Semasa Ibn Sa’ud berkuasa, ia
menghadapi dua kekuatan besar dan tidak ada jalan lain kecuali harus memilih
salah satunya dari:
1)
Pemuka-pemuka agama yang tinggal di Najad
memiliki akar pemikiran Muhammad bin Abdul Wahhab yang menolak dengan keras
segala bentuk perubahan dan peradaban baru.
2)
Arus peradaban baru yang dalam
system pemerintahn sangat membutuhakn alat tekhnoligi modern tersebut.
Pemerintahan, mengambil jalan tengah
dari kedua kekuatan tersebut dengan cara mengakui negara-negara islam yang lain
sebagai negara Islam dan juga di samping menggiatkan pengajaran agama mereka
juga memberikan pengajaran peradaban modern dan mengatur sistem pemerintahannya
berdasarkan sistem pemerintahan modern
b.
Pemikiran
Kalam Muhammad Iqbal
Islam dalam pandangan beliau menolak
konsep lama yang menyatakan bahwa alam bersifat statis. Islam, katanya
mempertahankan konsep dinamis dan mengakui adanya gerak perubahan dalam
kehidupan sosial manusia.[4]
Tujuan diturunnya Al-Qur’an, menurut
beliau adalah membangkitkan kesadaran manusia sehingga mampu menerjemahkan dan
menjabarkan ayat-ayat Al-Qur’an
yang masih global dalam realita kehidupan dengan kemampuan nalar manusia dan
dinamika manusia yang selalu berubah.
Menurut beliau, peralihan kekuasaan
ijtihat yang mewakili madzhab tertentu kepada lembaga legislatif Islam adalah
satu-satunya bentuk yang paling tepat untuk menggerakkan spirit dalam sistem
hukum Islam yang selama ini hilang dari umat Islam dan menyerukan kepada kaum
muslimin agar menerima pemikiran tersebut.
Sebagaimana pandangan mayoritas
ulama, beliau membagi kualifikasi ijtihat kedalam tiga tingkatan, yaitu :
1)
Otoritas penuh dalam menentukan
perundang-undangan yang secara praktis hanya terbatas pada pendiri
madzhab-madzhab.
2)
Otoritas
relatif yang hanya dilakukan dalam batas-batas tertentu dari satu madzhab.
3)
Otoritas
khusus yang berhubungan dengan penetapan hukum dalam kasus-kasus tertentu
dengan tidak terikat pada ketentuan-ketentuan pendiri madzhab.
c.
Pemikiran
Kalam Sayyid Ahmad Khan
Beliau mempunyai kesamaan pemikiran
dengan Muhammad Abduh di Mesir, setelah Abduh berpisah dengan Jamaluddin
Al-Afghani dan kembali dari pengasingan. Hal ini dapat dilihat dari beberapa
ide yang dikemukakannya, terutama tentang akal yang mendapat penghargaan tinggi
dalam pandangannya. Meskipun demikian, sebagai penganut ajaran Islam yang taat
dan pecaya akan kebenaran wahyu, beliau berpendapat bahwa akal bukanlah
segalanya dan kekuatan akal pun terbatas.
────────────────────────────────────────
Tugas :: Salin ulang bagian teks tentang pemikiran kalam di atas, dari "Otoritas penuh dalam" sampai "dari satu madzhab.".

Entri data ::
────────────────────────────────────────
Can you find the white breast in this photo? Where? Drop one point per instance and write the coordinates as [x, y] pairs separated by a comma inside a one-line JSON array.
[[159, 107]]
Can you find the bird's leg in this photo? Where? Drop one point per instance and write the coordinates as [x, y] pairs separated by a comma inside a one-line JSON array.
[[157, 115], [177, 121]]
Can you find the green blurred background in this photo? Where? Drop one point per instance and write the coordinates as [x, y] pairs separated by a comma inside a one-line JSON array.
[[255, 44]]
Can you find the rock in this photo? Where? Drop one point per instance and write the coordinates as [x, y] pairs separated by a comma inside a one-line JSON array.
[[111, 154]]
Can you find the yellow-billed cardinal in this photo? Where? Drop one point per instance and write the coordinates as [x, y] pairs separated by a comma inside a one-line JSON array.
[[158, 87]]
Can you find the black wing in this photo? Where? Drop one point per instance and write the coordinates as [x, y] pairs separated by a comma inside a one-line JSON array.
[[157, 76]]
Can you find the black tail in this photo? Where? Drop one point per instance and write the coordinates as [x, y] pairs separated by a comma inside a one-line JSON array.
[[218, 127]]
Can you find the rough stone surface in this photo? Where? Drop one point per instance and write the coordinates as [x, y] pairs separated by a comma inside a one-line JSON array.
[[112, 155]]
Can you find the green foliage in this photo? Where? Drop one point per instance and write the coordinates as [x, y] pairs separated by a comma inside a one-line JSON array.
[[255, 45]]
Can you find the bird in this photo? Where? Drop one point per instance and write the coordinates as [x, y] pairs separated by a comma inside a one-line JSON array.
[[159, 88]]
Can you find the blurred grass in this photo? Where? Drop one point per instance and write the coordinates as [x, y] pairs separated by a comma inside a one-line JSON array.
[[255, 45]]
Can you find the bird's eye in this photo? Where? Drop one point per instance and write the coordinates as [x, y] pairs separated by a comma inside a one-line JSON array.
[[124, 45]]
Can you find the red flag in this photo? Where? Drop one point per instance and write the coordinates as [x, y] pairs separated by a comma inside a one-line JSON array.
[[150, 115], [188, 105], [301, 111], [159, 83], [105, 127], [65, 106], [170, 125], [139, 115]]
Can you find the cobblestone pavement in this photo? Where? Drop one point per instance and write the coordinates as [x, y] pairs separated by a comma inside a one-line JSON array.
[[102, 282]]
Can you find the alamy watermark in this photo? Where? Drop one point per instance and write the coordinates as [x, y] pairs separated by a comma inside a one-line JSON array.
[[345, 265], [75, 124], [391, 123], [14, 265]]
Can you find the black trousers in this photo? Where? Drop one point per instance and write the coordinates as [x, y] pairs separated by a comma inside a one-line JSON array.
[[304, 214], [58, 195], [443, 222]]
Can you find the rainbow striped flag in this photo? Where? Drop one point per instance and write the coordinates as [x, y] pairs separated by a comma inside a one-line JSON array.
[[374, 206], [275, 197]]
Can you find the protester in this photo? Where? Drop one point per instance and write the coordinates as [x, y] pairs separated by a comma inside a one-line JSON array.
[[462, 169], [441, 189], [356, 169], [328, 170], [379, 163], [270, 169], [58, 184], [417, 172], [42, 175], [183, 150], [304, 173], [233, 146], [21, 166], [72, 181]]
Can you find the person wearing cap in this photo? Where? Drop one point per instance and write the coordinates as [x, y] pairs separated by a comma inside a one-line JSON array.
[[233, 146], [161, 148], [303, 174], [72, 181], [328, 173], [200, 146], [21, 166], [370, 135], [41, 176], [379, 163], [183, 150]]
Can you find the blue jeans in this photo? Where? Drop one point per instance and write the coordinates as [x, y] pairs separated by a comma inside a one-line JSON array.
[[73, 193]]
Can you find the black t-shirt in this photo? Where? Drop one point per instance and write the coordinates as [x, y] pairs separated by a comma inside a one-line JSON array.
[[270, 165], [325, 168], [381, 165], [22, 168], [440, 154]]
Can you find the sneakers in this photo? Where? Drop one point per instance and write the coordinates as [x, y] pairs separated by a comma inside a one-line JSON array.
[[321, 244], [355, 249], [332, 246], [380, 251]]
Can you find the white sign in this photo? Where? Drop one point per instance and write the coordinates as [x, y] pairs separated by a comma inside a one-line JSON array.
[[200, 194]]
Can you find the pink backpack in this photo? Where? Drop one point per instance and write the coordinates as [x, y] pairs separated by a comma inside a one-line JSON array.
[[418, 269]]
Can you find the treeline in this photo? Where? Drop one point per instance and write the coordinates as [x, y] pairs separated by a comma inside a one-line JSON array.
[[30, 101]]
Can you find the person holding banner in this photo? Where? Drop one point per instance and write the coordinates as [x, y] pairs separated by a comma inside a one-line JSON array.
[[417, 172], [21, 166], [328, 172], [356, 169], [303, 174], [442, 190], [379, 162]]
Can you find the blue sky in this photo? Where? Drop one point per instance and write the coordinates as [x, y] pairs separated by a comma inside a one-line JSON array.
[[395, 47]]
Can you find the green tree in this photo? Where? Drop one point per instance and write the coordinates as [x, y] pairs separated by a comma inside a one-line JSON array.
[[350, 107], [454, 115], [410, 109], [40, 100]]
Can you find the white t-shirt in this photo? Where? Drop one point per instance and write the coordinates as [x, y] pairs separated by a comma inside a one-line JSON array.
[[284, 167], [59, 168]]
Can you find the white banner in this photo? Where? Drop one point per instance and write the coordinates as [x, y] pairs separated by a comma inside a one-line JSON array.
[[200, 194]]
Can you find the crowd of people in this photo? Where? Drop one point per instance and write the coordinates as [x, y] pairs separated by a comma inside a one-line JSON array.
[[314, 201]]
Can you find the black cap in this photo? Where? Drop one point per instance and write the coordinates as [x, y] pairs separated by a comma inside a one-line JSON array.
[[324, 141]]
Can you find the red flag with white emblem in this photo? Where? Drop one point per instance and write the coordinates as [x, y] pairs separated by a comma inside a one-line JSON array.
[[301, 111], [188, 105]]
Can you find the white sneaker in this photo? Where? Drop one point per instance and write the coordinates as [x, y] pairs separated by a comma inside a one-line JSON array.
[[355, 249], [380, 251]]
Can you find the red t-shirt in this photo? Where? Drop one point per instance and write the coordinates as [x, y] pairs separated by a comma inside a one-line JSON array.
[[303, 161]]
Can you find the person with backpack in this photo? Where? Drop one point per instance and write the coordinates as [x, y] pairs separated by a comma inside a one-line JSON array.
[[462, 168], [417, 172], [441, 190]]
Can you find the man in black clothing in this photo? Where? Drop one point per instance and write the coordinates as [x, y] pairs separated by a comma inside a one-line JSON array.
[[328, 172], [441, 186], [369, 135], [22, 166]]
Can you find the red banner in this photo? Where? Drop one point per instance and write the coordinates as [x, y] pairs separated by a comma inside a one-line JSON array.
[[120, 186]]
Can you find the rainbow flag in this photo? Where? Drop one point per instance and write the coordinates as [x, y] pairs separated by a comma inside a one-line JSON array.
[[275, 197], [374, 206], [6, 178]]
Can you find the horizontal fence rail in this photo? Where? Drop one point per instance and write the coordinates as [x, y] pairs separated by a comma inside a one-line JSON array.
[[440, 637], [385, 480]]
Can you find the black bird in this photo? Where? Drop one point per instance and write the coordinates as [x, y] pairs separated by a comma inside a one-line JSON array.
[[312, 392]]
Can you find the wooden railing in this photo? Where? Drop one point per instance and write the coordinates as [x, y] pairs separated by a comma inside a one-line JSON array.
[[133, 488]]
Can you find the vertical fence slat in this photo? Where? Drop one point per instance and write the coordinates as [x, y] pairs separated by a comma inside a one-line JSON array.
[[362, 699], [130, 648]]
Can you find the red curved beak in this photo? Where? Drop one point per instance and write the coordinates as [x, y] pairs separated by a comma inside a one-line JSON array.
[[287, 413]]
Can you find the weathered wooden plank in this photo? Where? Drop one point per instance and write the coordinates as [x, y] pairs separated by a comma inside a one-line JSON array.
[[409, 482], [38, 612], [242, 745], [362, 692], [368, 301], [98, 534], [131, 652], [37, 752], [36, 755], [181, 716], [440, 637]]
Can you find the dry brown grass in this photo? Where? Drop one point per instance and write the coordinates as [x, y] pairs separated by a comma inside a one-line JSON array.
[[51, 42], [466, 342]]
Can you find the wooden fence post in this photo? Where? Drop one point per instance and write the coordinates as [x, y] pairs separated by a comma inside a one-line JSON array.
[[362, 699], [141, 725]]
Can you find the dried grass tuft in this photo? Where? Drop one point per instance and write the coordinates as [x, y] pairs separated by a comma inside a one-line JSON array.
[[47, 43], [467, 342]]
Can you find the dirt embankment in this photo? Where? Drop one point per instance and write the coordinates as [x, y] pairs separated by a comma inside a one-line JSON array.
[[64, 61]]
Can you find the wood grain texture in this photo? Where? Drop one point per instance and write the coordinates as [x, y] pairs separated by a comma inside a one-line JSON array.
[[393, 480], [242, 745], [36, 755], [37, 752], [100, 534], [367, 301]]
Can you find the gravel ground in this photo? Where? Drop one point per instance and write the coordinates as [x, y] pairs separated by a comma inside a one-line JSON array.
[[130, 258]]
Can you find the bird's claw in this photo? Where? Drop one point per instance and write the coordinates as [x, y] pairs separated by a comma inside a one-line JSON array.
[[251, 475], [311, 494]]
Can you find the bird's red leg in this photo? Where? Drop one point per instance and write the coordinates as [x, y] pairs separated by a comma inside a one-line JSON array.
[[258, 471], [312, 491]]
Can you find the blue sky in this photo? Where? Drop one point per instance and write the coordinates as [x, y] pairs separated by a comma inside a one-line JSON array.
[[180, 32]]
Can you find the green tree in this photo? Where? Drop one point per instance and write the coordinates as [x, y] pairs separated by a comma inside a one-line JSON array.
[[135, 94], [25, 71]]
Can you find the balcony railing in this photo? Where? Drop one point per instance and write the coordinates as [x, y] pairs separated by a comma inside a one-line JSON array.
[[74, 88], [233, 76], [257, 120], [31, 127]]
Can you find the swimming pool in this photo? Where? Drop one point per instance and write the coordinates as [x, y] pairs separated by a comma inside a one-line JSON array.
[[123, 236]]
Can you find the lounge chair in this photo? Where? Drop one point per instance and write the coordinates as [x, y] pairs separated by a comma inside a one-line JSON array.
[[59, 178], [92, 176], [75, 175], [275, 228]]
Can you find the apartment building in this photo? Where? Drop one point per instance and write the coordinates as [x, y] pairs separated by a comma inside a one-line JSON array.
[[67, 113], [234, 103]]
────────────────────────────────────────
Jawaban Benar ::
Otoritas penuh dalam menentukan
perundang-undangan yang secara praktis hanya terbatas pada pendiri
madzhab-madzhab.
2)
Otoritas
relatif yang hanya dilakukan dalam batas-batas tertentu dari satu madzhab.